-- start --
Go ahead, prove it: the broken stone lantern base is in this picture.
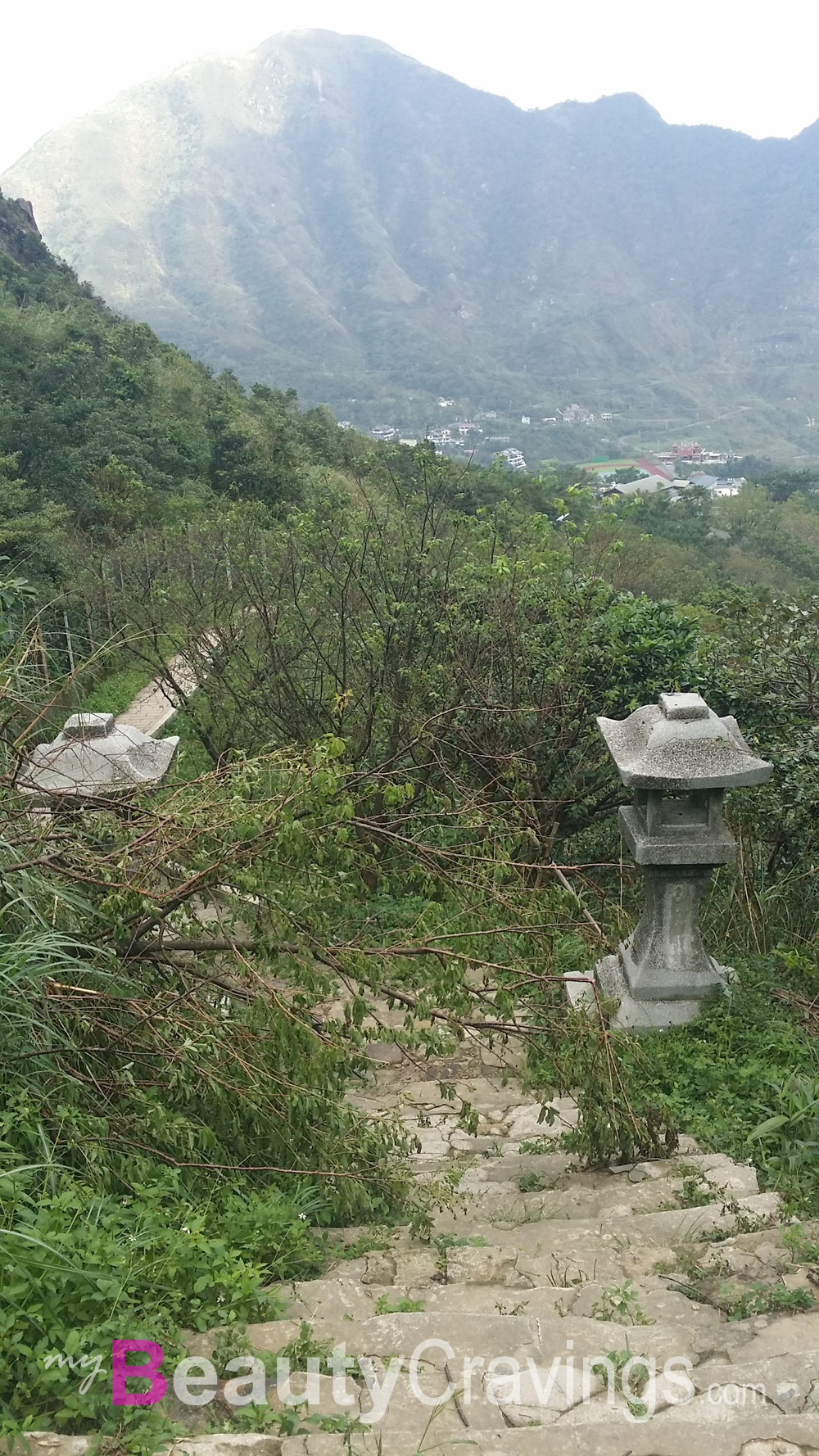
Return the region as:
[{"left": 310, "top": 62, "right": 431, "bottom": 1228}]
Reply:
[
  {"left": 570, "top": 693, "right": 772, "bottom": 1028},
  {"left": 17, "top": 713, "right": 179, "bottom": 808}
]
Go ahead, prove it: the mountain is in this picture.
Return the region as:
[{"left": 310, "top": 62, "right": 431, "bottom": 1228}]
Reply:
[
  {"left": 0, "top": 193, "right": 360, "bottom": 579},
  {"left": 0, "top": 30, "right": 819, "bottom": 459}
]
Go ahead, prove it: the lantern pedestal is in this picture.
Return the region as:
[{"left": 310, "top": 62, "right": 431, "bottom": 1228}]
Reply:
[{"left": 568, "top": 693, "right": 772, "bottom": 1029}]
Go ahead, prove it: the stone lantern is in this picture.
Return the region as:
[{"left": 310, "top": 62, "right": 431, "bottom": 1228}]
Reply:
[
  {"left": 17, "top": 713, "right": 179, "bottom": 808},
  {"left": 586, "top": 693, "right": 772, "bottom": 1028}
]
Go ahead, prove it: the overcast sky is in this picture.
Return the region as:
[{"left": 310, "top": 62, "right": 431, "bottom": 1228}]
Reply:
[{"left": 0, "top": 0, "right": 819, "bottom": 170}]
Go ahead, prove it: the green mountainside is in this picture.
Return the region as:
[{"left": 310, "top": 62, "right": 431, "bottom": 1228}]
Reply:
[
  {"left": 0, "top": 30, "right": 819, "bottom": 462},
  {"left": 0, "top": 195, "right": 361, "bottom": 581}
]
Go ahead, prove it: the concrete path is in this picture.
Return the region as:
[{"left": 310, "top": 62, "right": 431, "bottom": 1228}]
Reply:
[
  {"left": 116, "top": 653, "right": 197, "bottom": 737},
  {"left": 28, "top": 1030, "right": 819, "bottom": 1456}
]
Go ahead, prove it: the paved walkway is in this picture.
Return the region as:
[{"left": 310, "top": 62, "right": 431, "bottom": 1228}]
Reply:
[
  {"left": 116, "top": 653, "right": 197, "bottom": 737},
  {"left": 22, "top": 1042, "right": 819, "bottom": 1456}
]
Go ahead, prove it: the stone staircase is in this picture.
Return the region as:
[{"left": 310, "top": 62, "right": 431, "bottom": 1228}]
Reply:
[
  {"left": 210, "top": 1052, "right": 819, "bottom": 1456},
  {"left": 20, "top": 1047, "right": 819, "bottom": 1456}
]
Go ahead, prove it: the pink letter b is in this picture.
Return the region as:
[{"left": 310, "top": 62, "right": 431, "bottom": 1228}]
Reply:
[{"left": 111, "top": 1340, "right": 168, "bottom": 1405}]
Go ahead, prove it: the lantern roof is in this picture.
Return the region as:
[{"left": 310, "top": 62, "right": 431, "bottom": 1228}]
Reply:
[
  {"left": 17, "top": 713, "right": 179, "bottom": 803},
  {"left": 598, "top": 693, "right": 774, "bottom": 794}
]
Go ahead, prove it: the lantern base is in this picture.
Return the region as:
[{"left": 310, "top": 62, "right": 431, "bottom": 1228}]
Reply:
[{"left": 565, "top": 954, "right": 722, "bottom": 1031}]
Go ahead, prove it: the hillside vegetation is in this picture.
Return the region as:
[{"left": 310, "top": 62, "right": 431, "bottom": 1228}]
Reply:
[
  {"left": 0, "top": 30, "right": 819, "bottom": 463},
  {"left": 0, "top": 167, "right": 819, "bottom": 1453}
]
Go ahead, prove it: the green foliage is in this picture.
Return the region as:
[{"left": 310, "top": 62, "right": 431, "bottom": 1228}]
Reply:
[
  {"left": 723, "top": 1284, "right": 816, "bottom": 1319},
  {"left": 369, "top": 1295, "right": 424, "bottom": 1315},
  {"left": 0, "top": 1164, "right": 319, "bottom": 1450},
  {"left": 591, "top": 1278, "right": 654, "bottom": 1325}
]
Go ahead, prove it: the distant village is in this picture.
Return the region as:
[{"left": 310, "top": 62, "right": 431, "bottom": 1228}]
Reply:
[{"left": 341, "top": 399, "right": 744, "bottom": 500}]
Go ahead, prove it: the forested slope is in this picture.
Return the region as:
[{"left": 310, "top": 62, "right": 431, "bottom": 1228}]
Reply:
[
  {"left": 3, "top": 30, "right": 819, "bottom": 460},
  {"left": 0, "top": 176, "right": 819, "bottom": 1456}
]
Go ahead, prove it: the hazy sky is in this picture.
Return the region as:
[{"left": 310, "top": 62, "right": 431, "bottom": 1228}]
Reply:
[{"left": 0, "top": 0, "right": 819, "bottom": 170}]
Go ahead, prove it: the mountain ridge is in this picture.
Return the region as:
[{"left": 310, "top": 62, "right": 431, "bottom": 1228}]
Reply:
[{"left": 0, "top": 30, "right": 819, "bottom": 454}]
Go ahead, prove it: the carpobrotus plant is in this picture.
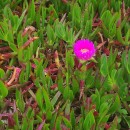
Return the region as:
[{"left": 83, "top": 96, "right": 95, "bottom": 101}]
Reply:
[{"left": 73, "top": 39, "right": 96, "bottom": 60}]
-- end --
▸ Challenge
Reproduce each entry precisely, dropping only the pictures.

▸ Task result
Go ahead, prove it: the broken stone lantern base is in this picture.
Return the region as:
[{"left": 310, "top": 62, "right": 431, "bottom": 1228}]
Reply:
[
  {"left": 570, "top": 693, "right": 772, "bottom": 1028},
  {"left": 17, "top": 713, "right": 179, "bottom": 808}
]
Go ahead, prove it: the mountain is in this picture.
Return the region as:
[{"left": 310, "top": 62, "right": 431, "bottom": 1228}]
Reply:
[
  {"left": 0, "top": 193, "right": 360, "bottom": 579},
  {"left": 0, "top": 30, "right": 819, "bottom": 459}
]
Go ahead, prove it: the lantern pedestal is in this picture.
Return the region as:
[{"left": 310, "top": 62, "right": 431, "bottom": 1228}]
Reply:
[{"left": 568, "top": 693, "right": 772, "bottom": 1029}]
Go ahead, prove it: the stone lantern is in this picture.
Return the region as:
[{"left": 310, "top": 62, "right": 431, "bottom": 1228}]
Reply:
[
  {"left": 17, "top": 713, "right": 179, "bottom": 808},
  {"left": 586, "top": 693, "right": 772, "bottom": 1028}
]
Go ahead, prove it: the overcast sky is in this picture.
Return the region as:
[{"left": 310, "top": 62, "right": 431, "bottom": 1228}]
Reply:
[{"left": 0, "top": 0, "right": 819, "bottom": 170}]
Go ahead, prove it: the green mountainside is in this picture.
Return the region as:
[{"left": 310, "top": 62, "right": 431, "bottom": 1228}]
Reply:
[
  {"left": 0, "top": 30, "right": 819, "bottom": 462},
  {"left": 0, "top": 195, "right": 361, "bottom": 581}
]
Go ahead, prove it: the concrete path is in this picture.
Return the region as:
[{"left": 310, "top": 62, "right": 431, "bottom": 1228}]
Reply:
[
  {"left": 116, "top": 653, "right": 197, "bottom": 737},
  {"left": 28, "top": 1030, "right": 819, "bottom": 1456}
]
Go ahead, prove it: the paved walkway is in this picture.
Return the region as:
[{"left": 310, "top": 62, "right": 431, "bottom": 1228}]
Reply:
[
  {"left": 116, "top": 653, "right": 197, "bottom": 737},
  {"left": 22, "top": 1042, "right": 819, "bottom": 1456}
]
Go ahead, prove it: the stone staircase is in this picture.
Return the region as:
[{"left": 310, "top": 62, "right": 431, "bottom": 1228}]
Reply:
[
  {"left": 210, "top": 1052, "right": 819, "bottom": 1456},
  {"left": 20, "top": 1047, "right": 819, "bottom": 1456}
]
Go ahead, prove it: the pink letter b is in this picture.
Return the region as:
[{"left": 310, "top": 62, "right": 431, "bottom": 1228}]
Reply:
[{"left": 111, "top": 1340, "right": 168, "bottom": 1405}]
Go ahead, prove it: the lantern roof is in this picture.
Return the region as:
[{"left": 310, "top": 62, "right": 431, "bottom": 1228}]
Reply:
[
  {"left": 17, "top": 713, "right": 179, "bottom": 803},
  {"left": 598, "top": 693, "right": 774, "bottom": 794}
]
Go ahead, prove it: the lantern base is in this picture.
Return the region as:
[{"left": 310, "top": 62, "right": 431, "bottom": 1228}]
Reply:
[{"left": 565, "top": 954, "right": 722, "bottom": 1031}]
Go ahead, prove it: the hillside vegetation is in this picture.
Return the region as:
[{"left": 310, "top": 62, "right": 431, "bottom": 1228}]
Reply:
[
  {"left": 0, "top": 30, "right": 819, "bottom": 463},
  {"left": 0, "top": 167, "right": 819, "bottom": 1453}
]
Go ahead, prove it: the green foliage is in this picture.
Return the region as:
[{"left": 310, "top": 62, "right": 431, "bottom": 1228}]
Reply:
[
  {"left": 723, "top": 1284, "right": 816, "bottom": 1319},
  {"left": 369, "top": 1295, "right": 424, "bottom": 1315},
  {"left": 0, "top": 1164, "right": 319, "bottom": 1450},
  {"left": 591, "top": 1278, "right": 654, "bottom": 1325}
]
Go ahead, prove it: the distant village is in this picture.
Return the region as:
[{"left": 310, "top": 62, "right": 431, "bottom": 1228}]
Reply:
[{"left": 341, "top": 399, "right": 744, "bottom": 500}]
Go ahead, prove it: the forested slope is in this picture.
Return the region as:
[{"left": 310, "top": 62, "right": 431, "bottom": 1228}]
Reply:
[
  {"left": 3, "top": 30, "right": 819, "bottom": 460},
  {"left": 0, "top": 176, "right": 819, "bottom": 1456}
]
Go ahead, prove it: the hazy sky is in this picture.
Return the region as:
[{"left": 310, "top": 62, "right": 431, "bottom": 1228}]
Reply:
[{"left": 0, "top": 0, "right": 819, "bottom": 170}]
Go ahead, prove it: the mountain ridge is in this picture.
Return the region as:
[{"left": 310, "top": 62, "right": 431, "bottom": 1228}]
Reply:
[{"left": 0, "top": 30, "right": 819, "bottom": 454}]
Go ahead, prove it: the carpobrotus plant is in this picture.
Return the region as:
[{"left": 83, "top": 96, "right": 95, "bottom": 101}]
Reply:
[{"left": 73, "top": 39, "right": 96, "bottom": 60}]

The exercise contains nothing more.